AIM.
Find every line in the items below that contains the string "return" and copy each of those lines.

INPUT MATERIAL.
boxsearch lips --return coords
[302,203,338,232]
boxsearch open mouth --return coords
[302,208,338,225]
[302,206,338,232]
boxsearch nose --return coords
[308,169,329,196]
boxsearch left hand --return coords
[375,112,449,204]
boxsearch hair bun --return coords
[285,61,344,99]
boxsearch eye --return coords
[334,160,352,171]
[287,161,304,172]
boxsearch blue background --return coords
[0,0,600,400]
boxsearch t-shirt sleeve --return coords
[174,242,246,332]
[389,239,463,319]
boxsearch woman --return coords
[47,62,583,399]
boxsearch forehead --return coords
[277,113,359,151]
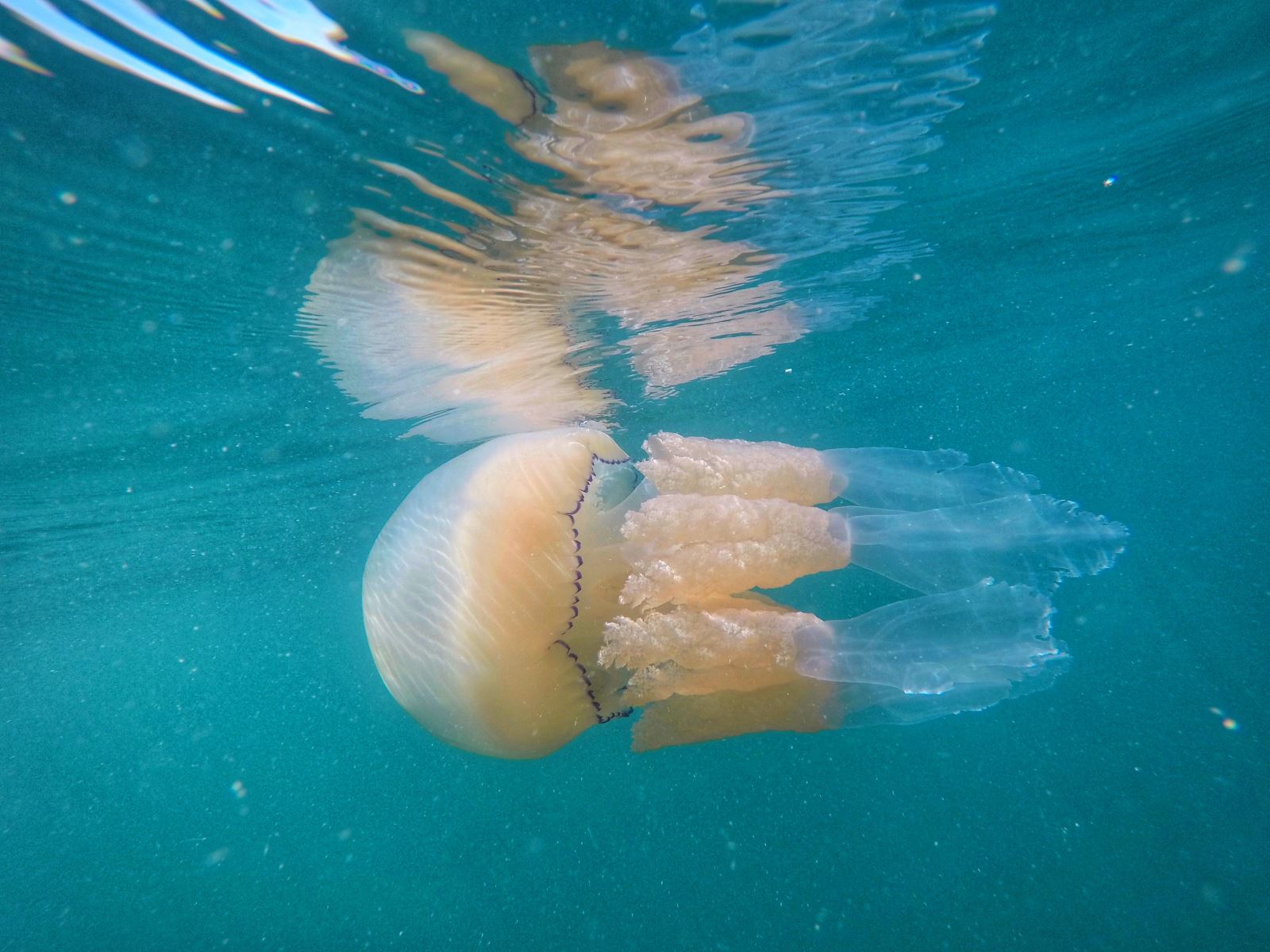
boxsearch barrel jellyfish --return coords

EXPECTED ANSWER.
boxsearch lips --return coords
boxsearch open mouth --return coords
boxsearch nose --return coords
boxsearch left hand --return coords
boxsearch hair bun --return coords
boxsearch eye --return coords
boxsearch blue background --return coords
boxsearch t-shirt sleeve --return coords
boxsearch woman --return coords
boxsearch forehead --return coords
boxsearch barrel jellyfish --return coords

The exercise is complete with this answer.